DATA FOR THIS TASK
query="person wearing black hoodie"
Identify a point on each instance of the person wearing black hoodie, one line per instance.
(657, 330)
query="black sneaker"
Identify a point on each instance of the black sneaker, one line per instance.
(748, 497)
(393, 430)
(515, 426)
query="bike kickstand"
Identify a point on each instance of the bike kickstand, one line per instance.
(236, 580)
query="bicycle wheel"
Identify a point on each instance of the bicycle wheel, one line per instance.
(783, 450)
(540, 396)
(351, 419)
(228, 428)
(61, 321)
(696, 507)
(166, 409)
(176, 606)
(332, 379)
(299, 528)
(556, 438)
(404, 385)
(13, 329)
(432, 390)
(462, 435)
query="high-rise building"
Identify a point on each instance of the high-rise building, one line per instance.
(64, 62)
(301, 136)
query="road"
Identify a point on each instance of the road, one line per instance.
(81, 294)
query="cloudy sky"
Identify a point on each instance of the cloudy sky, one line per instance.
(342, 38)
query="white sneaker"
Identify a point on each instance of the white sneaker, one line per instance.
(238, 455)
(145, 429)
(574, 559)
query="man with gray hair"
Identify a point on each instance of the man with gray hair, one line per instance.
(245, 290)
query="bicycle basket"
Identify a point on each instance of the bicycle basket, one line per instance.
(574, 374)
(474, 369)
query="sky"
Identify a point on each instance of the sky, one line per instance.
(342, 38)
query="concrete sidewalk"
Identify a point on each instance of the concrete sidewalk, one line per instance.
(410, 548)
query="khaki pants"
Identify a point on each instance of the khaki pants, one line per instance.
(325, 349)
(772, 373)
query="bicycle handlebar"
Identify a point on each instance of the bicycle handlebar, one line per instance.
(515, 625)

WHAT YOU SHOULD DO
Please set down the whole listing above without altering a single line.

RESULT
query="person wearing black hoodie"
Identify a point on each instance of the person wearing black hoodie, one line per instance.
(657, 330)
query="black sneaker"
Identify a point on each instance of the black sneaker, one line per instance.
(748, 497)
(393, 430)
(515, 426)
query="bike kickstand"
Identify a point on each instance of the bike kickstand, one line per instance.
(236, 580)
query="bicycle wheel"
Identify a point on each instance of the bicycle wheel, one line per instance.
(783, 450)
(540, 396)
(351, 419)
(228, 428)
(61, 321)
(696, 507)
(166, 409)
(176, 606)
(332, 379)
(299, 528)
(556, 438)
(404, 385)
(13, 329)
(432, 390)
(462, 435)
query="high-rise building"
Identify a point on each instance of the high-rise building, one line per instance.
(64, 62)
(301, 136)
query="road"
Identify a point on each instance of the road, one line per instance.
(81, 294)
query="cloudy sky"
Identify a point on each instance of the cloudy sky, one line per instance.
(342, 38)
query="white sneaker"
Identify a point on each instance of the white sneaker, one line per instance.
(238, 455)
(145, 429)
(574, 559)
query="man with gray hair"
Identify a point on each instance of the man with gray hair, one line per instance.
(245, 290)
query="bicycle basket"
Identify a point on each instance of the bicycle basket, one line per instance.
(574, 374)
(474, 369)
query="sky"
Identify a point on each instance of the sky, one line per instance.
(342, 38)
query="concrete sidewalk"
Identify a point on each instance of the concrete sidewalk, one line per instance.
(410, 548)
query="khaki pants"
Identify a point on each instance of the khaki pants, one line per instance.
(325, 349)
(772, 373)
query="bicycle handlebar"
Identify a point on each instance of the bicycle handlebar, one line per instance.
(515, 625)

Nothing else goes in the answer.